■ **REQUIREMENT**:
Even where a line looks wrong, copy it exactly and include every entry.

START SUPPLIED ENTRIES

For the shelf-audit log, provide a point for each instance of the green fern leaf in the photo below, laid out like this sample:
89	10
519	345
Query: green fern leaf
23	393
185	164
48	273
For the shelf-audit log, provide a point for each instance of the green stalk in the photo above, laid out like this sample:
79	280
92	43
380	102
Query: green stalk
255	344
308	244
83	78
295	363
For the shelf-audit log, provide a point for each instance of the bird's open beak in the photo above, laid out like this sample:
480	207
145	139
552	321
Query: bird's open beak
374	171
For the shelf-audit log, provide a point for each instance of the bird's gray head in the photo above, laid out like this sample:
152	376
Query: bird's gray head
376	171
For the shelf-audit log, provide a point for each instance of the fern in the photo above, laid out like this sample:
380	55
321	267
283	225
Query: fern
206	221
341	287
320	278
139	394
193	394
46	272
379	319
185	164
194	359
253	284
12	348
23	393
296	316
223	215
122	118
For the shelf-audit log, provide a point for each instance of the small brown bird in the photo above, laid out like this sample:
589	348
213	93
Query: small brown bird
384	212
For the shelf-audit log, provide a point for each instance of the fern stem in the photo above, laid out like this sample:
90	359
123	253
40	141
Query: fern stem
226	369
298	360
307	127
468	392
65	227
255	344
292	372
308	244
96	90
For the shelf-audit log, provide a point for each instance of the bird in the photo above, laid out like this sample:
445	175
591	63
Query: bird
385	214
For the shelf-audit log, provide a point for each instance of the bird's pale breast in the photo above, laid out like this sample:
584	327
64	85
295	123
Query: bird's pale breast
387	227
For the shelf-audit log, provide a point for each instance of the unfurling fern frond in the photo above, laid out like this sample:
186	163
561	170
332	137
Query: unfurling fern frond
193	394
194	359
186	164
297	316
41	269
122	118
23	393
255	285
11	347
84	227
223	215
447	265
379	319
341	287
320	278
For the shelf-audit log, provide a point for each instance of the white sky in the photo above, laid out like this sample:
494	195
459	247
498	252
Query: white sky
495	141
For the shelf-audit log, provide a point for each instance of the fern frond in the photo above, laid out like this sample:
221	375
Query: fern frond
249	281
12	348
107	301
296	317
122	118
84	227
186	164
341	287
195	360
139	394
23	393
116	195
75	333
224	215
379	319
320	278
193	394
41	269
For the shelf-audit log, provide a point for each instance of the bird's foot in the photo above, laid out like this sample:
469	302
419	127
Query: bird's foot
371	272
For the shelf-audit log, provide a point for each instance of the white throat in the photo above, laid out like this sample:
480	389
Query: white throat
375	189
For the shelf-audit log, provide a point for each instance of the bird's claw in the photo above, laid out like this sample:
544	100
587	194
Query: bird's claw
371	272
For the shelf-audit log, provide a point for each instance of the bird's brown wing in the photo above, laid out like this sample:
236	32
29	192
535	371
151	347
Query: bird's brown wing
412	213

END SUPPLIED ENTRIES

■ **YOUR SOLUTION**:
For the shelf-audit log, provide a point for each instance of the green fern leaf in the photo below, laid out like this sample:
89	10
519	345
Query: green fern leaf
23	393
185	164
48	273
For the shelf-audit log, provide a point for each instance of the green stalk in the photo above, laid out like this sample:
79	280
92	43
380	102
Query: green stalk
255	344
308	244
83	78
295	363
For the shelf-audit log, provide a point for each instance of the bird's open beak in the photo above, laid out like this sample:
480	207
145	139
552	321
Query: bird's open beak
374	171
For the shelf-audit log, provide a point for each instance of the bird's gray head in the photo above, laid out like this sample:
152	376
Query: bird's gray head
376	171
For the shelf-audit log, provide a point for each instance of the fern in the photo above, laid out like this sample:
380	55
321	267
283	225
Query: fern
206	221
341	287
320	278
139	394
193	394
46	272
379	319
185	164
194	359
253	284
12	348
23	393
296	316
223	215
122	118
For the shelf-audit log, provide a point for each instance of the small brown bird in the photo above, laid out like this sample:
589	348
213	93
Query: small brown bird
384	212
For the shelf-audit log, provide a point for each instance of the fern stem in the photo above, laid out like this sample:
90	359
123	253
40	141
Query: fern stem
226	369
298	360
307	127
468	392
65	227
255	344
292	372
308	244
96	90
For the shelf-audit log, provide a point for each instance of the bird in the photo above, laid out like this sample:
445	175
591	63
Query: bird
385	214
For the shelf-audit log, provide a point for each instance of the bird's pale breast in the photo above, laid out like this sample:
584	327
64	85
295	123
Query: bird's pale breast
387	227
For the shelf-audit log, provide a point for each instance of the unfurling fern frond in the photo above, laid out like this sample:
186	163
561	170
332	137
Query: unfurling fern frond
193	394
194	359
186	164
297	316
41	269
122	118
23	393
255	285
11	347
84	227
223	215
447	265
379	319
341	287
320	278
For the shelf-audit log, provide a point for each instance of the white sky in the photo above, laid out like this sample:
494	195
459	247
498	252
Query: white sky
495	141
For the shelf-audit log, provide a point for each instance of the fern frond in the photo above, laid out like this sample:
221	375
Query: fern frond
249	281
12	348
107	301
296	317
122	118
84	227
186	164
341	287
195	360
139	394
23	393
116	195
75	333
224	215
379	319
320	278
193	394
41	269
For the shelf-audit log, provide a point for each instance of the bird's foot in the photo above, laid out like this sample:
469	302
419	127
Query: bird's foot
371	272
For the shelf-audit log, provide a point for each instance of the white throat in the photo above, laid out like this sample:
480	389
Query: white throat
375	189
For the shelf-audit log, provide a point for each instance of the bird's claw in the photo above, laid out like this sample:
544	100
587	194
Query: bird's claw
371	272
For the shelf-audit log, provide a point for each instance of the bird's brown wing in the photo above, laid out like this sample:
236	32
29	192
535	371
151	347
Query: bird's brown wing
412	213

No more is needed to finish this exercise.